Task directions: Extract each line of the data below that contains the string "lawn". Reproduce every such line in full.
start Data records
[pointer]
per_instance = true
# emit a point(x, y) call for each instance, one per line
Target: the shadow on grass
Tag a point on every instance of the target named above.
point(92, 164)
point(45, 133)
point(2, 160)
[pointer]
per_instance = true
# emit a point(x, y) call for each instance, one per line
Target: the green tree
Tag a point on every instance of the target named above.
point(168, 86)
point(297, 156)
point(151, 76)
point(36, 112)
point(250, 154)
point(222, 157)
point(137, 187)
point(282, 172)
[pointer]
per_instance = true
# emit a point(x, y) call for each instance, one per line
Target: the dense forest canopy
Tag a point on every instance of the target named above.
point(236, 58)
end Data records
start Data records
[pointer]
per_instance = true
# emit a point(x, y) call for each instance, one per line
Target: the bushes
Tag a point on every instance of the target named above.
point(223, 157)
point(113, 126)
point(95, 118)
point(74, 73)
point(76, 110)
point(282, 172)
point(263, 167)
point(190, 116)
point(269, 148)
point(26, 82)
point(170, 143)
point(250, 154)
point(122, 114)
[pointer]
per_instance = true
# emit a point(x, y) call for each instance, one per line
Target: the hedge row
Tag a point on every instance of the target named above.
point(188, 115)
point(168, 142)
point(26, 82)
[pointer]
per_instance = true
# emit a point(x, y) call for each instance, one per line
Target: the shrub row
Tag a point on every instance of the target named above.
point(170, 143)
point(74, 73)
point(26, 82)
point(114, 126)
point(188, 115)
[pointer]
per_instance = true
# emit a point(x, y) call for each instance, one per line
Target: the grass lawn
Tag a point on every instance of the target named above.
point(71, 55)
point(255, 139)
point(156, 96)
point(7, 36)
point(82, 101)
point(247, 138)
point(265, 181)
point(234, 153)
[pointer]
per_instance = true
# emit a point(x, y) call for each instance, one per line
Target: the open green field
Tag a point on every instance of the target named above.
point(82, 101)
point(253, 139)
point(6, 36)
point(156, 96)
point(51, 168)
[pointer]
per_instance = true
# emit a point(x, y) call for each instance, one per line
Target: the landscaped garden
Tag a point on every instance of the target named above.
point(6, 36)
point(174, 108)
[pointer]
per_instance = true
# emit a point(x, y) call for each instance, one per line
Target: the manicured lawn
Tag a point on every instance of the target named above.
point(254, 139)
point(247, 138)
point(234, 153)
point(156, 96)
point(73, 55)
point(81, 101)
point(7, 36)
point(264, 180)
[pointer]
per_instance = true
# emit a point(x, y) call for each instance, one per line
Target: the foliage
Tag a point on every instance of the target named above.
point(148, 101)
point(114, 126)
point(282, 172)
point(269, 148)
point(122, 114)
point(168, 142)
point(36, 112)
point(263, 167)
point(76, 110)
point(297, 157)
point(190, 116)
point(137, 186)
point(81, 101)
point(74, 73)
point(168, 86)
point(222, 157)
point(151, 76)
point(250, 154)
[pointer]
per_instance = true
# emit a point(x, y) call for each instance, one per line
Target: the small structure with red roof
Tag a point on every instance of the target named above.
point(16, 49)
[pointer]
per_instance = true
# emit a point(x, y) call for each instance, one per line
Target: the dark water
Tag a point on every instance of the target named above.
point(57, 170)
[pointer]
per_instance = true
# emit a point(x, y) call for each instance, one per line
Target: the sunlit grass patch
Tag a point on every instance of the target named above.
end Data records
start Data records
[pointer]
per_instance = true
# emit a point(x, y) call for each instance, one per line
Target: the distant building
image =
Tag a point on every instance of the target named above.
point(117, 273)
end Data records
Output of the exercise:
Target: the grass lawn
Target: the manicured lawn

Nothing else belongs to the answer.